> _Challenge 1_:
Please condense the paragraph of the wall mount excerpt that begins "Still another important feature" into a short bulleted list that keeps its main facts.

──────── Excerpt

Few schools have the resources—or the space—for a full line of fitness equipment, certainly not in the quantity needed for the school population. Furthermore, adult-sized fitness equipment would be of little use in the early grades because of biomechanics and complex adjustments.

Thus there remains a need for a way to introduce children in the younger grades to exercise, particularly resistance exercise, that is simple, inexpensive, requires minimal facilities space, and is safe for children to use and not likely to cause injury when not in use.

SUMMARY OF THE INVENTION

According to its major aspects and briefly recited, the present invention is a wall mount for exercise cords. The wall mount has a first side that is secured to the wall and provides spring clips at multiple elevations, each spring clip having a central curved portion that extends through a slot formed in the wall mount from the first side to an opposing second side for providing a site for the attachment of an exercise cord. The first side is anchored to a wall using expansion bolts or other material specific securement that provides proper anchoring. The cords may be quickly and easily attached and reattaached to the spring clips using caribiners. A large number of exercises can thus be done using exercise cords at different elevations. The cords come in various resistances to stretching so that smaller children or those who are deconditioned can use cords with less resistance and larger children or those with greater physical capacity can use cords with increased resistance.

An important feature of the present invention is the fact that it is anchored in the wall securely. Prior art wall mounts rely on screws or on pinching a strap or handle between a door and a doorframe. The present wall mount is fastened into masonry or studs by using material-specific anchors and bolts or equivalent providing additional security against coming loose.

The location of the securement sites of the wall mount proximate to the exercise cord attachment sites is another important feature of the present invention. This co-location puts less strain on the wall mount and relatively more on the securement when the exercise cords are pulled.

Another important feature of the present invention is the spring clips that are used for attaching the exercise cords. The central curves of these spring clips protrude from the rear of the mount and brace against the rear side of the wall mount when the exercise cord is pulled.

Still another important feature of the present invention is the shape of the wall mount. It is formed to have a low profile, with no sharp edges. The bolts that hold the wall unit to the anchors are recessed within the wall mount rim so that people brushing past the mounts are not exposed to the sharp edges of the bolts. The rings are protected on either side by a raise area forming shoulders on either side of the central portion of the spring clips so that clothing, for example, does not get caught on the spring clips.

Another feature of the present invention is the use of fixed elevations for the spring clips. Fixing the elevations, but allowing plural elevations, allows the user choices of elevations for different exercises. It also simplifies the construction and eliminates moving parts and maintenance.

These and other features and their advantages will be apparent to those skilled in the art of transmission line voltage measurement from a careful reading of the Detailed Description of Preferred Embodiments accompanied by the following drawings.

BRIEF DESCRIPTION OF THE SEVERAL VIEWS OF THE DRAWINGS

In the drawings,

FIG. 1 is a perspective view of the wall mount according to a preferred embodiment;

FIG. 2 is a cross sectional view of the wall mount of FIG. 1, taken along lines 2-2;

FIG. 3 is a cross sectional view of the wall mount of FIG. 1, taken along lines 3-3; and

FIG. 4 and FIG. 5 illustrate two exercises that can be done with a wall mount according to a preferred embodiment of the present invention.

────────────────
──────── Source material

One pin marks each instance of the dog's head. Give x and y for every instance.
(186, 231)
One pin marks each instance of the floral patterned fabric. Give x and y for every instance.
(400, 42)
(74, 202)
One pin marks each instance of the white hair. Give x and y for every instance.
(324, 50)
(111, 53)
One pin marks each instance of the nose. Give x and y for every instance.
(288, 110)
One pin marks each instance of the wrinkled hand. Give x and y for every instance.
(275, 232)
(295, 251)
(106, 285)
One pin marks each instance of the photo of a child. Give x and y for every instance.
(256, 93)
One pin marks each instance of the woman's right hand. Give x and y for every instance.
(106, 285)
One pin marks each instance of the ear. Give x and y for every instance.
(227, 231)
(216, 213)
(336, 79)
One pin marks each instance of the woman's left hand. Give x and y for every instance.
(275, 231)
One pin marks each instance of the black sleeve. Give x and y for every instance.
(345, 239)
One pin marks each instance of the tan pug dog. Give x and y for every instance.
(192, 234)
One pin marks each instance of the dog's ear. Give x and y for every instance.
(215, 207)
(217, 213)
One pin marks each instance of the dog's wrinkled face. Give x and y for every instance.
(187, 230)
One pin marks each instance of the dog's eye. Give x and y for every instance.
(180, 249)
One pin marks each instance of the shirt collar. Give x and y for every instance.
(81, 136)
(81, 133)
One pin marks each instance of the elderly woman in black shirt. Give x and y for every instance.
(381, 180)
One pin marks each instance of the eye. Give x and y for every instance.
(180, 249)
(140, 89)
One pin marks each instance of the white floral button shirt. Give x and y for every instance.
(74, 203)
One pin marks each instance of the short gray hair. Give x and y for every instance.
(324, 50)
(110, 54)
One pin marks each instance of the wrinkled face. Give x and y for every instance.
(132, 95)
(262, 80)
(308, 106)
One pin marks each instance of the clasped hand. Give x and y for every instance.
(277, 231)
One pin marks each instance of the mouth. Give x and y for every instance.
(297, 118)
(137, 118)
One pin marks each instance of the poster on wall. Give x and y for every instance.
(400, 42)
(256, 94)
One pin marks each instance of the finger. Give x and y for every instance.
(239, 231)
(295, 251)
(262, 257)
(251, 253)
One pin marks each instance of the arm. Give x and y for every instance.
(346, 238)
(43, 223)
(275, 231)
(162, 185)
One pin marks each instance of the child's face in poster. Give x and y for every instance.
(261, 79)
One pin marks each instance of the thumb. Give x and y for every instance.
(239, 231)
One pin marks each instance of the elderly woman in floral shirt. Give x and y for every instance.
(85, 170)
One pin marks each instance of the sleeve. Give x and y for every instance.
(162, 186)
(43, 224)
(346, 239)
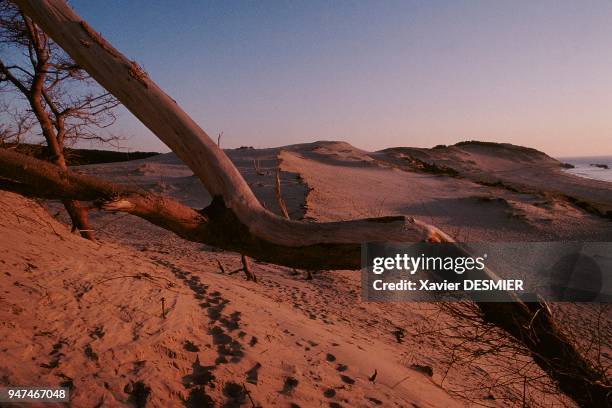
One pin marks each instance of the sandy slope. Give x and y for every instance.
(88, 314)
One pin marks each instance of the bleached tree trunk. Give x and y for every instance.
(236, 220)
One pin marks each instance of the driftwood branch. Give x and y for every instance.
(236, 220)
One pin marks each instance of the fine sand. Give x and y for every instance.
(88, 315)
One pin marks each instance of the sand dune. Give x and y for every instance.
(88, 314)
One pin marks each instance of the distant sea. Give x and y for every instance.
(584, 167)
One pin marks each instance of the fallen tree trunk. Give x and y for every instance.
(236, 220)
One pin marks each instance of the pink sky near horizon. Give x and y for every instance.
(373, 74)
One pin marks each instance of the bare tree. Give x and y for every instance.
(55, 92)
(236, 220)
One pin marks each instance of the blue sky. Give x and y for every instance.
(374, 73)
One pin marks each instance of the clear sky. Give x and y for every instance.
(374, 73)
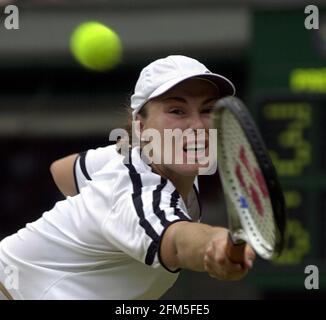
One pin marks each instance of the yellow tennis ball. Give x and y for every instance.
(96, 46)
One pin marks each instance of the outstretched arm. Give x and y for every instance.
(62, 171)
(200, 247)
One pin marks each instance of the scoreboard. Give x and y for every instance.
(288, 101)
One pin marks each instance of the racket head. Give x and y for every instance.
(254, 197)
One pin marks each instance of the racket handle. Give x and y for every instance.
(235, 251)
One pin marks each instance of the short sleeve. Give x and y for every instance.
(139, 220)
(89, 162)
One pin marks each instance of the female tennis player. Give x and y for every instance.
(127, 227)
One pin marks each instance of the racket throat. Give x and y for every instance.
(238, 237)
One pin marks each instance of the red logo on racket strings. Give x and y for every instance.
(257, 178)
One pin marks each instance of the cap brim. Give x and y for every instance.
(225, 86)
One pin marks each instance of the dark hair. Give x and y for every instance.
(128, 126)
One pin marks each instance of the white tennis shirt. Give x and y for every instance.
(104, 242)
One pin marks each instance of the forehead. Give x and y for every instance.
(193, 87)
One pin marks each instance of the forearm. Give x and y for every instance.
(62, 171)
(200, 247)
(193, 242)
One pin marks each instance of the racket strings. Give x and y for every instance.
(247, 192)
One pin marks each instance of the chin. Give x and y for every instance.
(187, 169)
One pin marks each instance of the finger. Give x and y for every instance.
(250, 256)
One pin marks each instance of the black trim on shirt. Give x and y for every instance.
(154, 247)
(138, 204)
(198, 201)
(157, 200)
(82, 162)
(75, 177)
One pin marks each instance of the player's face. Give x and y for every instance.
(186, 106)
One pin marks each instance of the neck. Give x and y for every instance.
(183, 184)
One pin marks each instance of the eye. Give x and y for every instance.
(176, 111)
(208, 110)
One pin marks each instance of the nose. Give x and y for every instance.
(196, 121)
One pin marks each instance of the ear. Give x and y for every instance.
(141, 122)
(138, 127)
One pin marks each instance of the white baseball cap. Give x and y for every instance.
(163, 74)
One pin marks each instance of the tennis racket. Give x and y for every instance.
(253, 195)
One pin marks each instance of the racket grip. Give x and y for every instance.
(235, 251)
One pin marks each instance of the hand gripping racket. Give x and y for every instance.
(253, 196)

────────────────

> _Challenge 2_:
Collect every line of the entries that contains the word "woman". Case counts.

> _Problem solution 1_:
- The wall mount has a low profile with no sharp edges.
- The bolts that hold it to the anchors are recessed within the mount's rim, so people brushing past are not exposed to their sharp edges.
- Raised areas form shoulders on either side of the central portion of the spring clips, so things like clothing do not get caught on the clips.

> _Problem solution 2_:
One pin marks each instance of the woman's right hand. Give x and y for every instance.
One pin marks each instance of the woman's left hand. Give x and y for every instance.
One pin marks each instance of the elderly woman in black shirt. Give x and y for every instance.
One pin marks each instance of the elderly woman in floral shirt. Give x and y for every instance.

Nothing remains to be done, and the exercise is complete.